* AIM 1 *
In the article on the Holmes and Dorian Gray audio play, why is Dorian Gray pushed into committing a murder? Answer in one to three sentences.
* AIM 2 *
Reproduce the passage of the article on the Holmes and Dorian Gray audio play, starting with "The play opens" and going on through "Holmes (Nicholas Briggs)".
* AIM 3 *
Using the article on the Holmes and Dorian Gray audio play, answer these questions:
(a) In what year is the play set?
(b) At whose funeral does the play open?
(c) How many years have passed since Holmes last came back to 221b Baker Street?

*** EXCERPT ***

This new audio play by Tony Lee brings together two (fictional) icons of Victorian England – Sir Arthur Conan Doyle’s immortal consulting detective Sherlock Holmes and Oscar Wilde’s Dorian Gray, that perverse satyr, sensualist and scoundrel whose own narcissism led to a Faustian pact to make him immune from the ravages of time. This seasonal release – part of a new range of full-cast audio productions from Big Finish entitled The Confessions of Dorian Gray –is set in 1912, with Holmes now a somewhat elderly gent while Gray is seemingly as sprightly as ever despite his dissolute ways.
The Plot: In December 1912 Dorian Gray returns to London where his portrait is stolen and held to ransom. In order to get it back, he is blackmailed into committing a terrible murder. And the only man who can help him is the man he has to kill: Sherlock Holmes.
“London misses you, Mr Holmes”
The play opens in a melancholy mood at the funeral of Lord Henry Wotton, the man whose hedonistic worldview (the character was patterned by Wilde upon himself) indirectly initiated what would become the corruption of Dorian Gray. While there he spies a woman who looks exactly like Sybil Vane, the young girl who killed herself after Dorian threw her over, some thirty years ago … Holmes is also thinking of the past as he returns to 221b Baker Street for the first time in 9 years to celebrate Christmas with his brother Mycroft. He too seems someone from his past, someone who he is certain must be dead …
“I’ve seen that man before, not in the flesh but in photographs, photographs of a young man yet to become the villain he was destined to be. That man looked exactly the same as Professor James Moriarty ten years before we ever met” – Sherlock Holmes (Nicholas Briggs)

*** RECORDS SHOWN ***

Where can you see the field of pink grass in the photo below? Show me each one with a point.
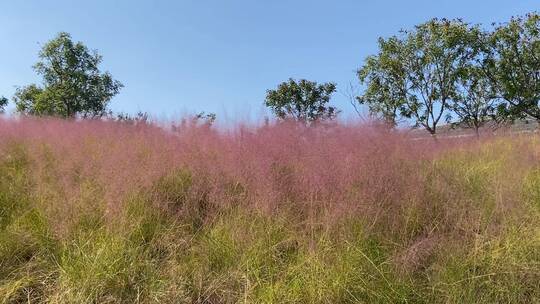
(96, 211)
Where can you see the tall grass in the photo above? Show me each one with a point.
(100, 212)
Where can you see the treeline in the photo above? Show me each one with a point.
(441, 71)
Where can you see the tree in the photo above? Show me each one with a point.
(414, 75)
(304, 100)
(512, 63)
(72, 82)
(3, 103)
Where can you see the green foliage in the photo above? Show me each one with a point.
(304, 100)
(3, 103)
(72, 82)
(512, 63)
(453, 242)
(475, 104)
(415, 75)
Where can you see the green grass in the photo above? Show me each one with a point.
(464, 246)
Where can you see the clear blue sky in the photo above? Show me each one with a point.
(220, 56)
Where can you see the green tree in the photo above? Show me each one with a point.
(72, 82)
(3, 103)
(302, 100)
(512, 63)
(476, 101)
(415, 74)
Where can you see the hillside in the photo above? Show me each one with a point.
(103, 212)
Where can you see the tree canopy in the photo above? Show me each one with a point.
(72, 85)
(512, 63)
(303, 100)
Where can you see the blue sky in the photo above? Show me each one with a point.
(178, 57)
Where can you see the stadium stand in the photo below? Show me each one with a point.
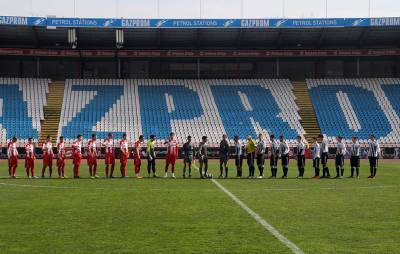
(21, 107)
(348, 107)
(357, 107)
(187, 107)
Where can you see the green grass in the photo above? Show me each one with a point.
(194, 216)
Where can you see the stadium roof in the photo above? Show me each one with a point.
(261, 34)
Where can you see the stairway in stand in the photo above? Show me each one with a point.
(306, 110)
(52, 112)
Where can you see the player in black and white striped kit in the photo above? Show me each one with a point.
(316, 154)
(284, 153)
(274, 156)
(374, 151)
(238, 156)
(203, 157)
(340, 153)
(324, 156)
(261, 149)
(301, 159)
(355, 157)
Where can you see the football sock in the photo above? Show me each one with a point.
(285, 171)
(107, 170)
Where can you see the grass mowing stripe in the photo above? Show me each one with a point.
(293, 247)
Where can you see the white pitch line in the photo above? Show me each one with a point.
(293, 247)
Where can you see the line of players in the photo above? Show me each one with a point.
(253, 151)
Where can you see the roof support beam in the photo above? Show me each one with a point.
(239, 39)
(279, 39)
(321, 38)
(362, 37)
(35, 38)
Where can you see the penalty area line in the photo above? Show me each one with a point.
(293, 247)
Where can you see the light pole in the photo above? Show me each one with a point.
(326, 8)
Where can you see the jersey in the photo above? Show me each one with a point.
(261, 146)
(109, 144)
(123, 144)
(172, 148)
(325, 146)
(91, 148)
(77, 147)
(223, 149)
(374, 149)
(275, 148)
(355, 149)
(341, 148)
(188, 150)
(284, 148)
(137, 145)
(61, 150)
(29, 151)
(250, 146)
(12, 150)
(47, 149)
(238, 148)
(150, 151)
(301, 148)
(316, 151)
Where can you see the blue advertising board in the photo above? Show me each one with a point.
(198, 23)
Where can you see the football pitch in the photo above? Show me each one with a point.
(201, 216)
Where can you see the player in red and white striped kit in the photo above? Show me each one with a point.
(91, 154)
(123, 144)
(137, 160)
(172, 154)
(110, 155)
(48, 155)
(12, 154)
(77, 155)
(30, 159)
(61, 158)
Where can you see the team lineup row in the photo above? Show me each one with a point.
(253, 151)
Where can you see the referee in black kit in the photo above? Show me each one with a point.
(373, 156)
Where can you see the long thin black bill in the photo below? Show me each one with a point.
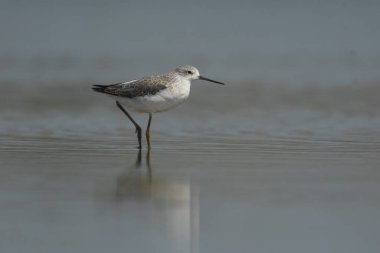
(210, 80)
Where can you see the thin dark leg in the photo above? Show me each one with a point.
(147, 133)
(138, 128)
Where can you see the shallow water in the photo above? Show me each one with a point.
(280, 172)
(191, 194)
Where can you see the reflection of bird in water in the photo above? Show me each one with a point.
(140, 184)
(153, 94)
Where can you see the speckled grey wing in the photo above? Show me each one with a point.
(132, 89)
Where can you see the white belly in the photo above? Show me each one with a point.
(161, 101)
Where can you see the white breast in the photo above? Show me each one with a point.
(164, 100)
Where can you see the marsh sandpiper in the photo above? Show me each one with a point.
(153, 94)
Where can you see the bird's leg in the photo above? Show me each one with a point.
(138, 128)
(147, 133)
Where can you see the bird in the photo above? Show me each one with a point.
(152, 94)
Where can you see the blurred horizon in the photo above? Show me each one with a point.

***

* WRITTEN ANSWER 1 *
His portrait is stolen and held to ransom when he returns to London in December 1912. To get it back, he is blackmailed into committing the murder, and the man he must kill is Sherlock Holmes.

* WRITTEN ANSWER 2 *
The play opens in a melancholy mood at the funeral of Lord Henry Wotton, the man whose hedonistic worldview (the character was patterned by Wilde upon himself) indirectly initiated what would become the corruption of Dorian Gray. While there he spies a woman who looks exactly like Sybil Vane, the young girl who killed herself after Dorian threw her over, some thirty years ago … Holmes is also thinking of the past as he returns to 221b Baker Street for the first time in 9 years to celebrate Christmas with his brother Mycroft. He too seems someone from his past, someone who he is certain must be dead …
“I’ve seen that man before, not in the flesh but in photographs, photographs of a young man yet to become the villain he was destined to be. That man looked exactly the same as Professor James Moriarty ten years before we ever met” – Sherlock Holmes (Nicholas Briggs)

* WRITTEN ANSWER 3 *
(a) 1912
(b) Lord Henry Wotton's
(c) 9 years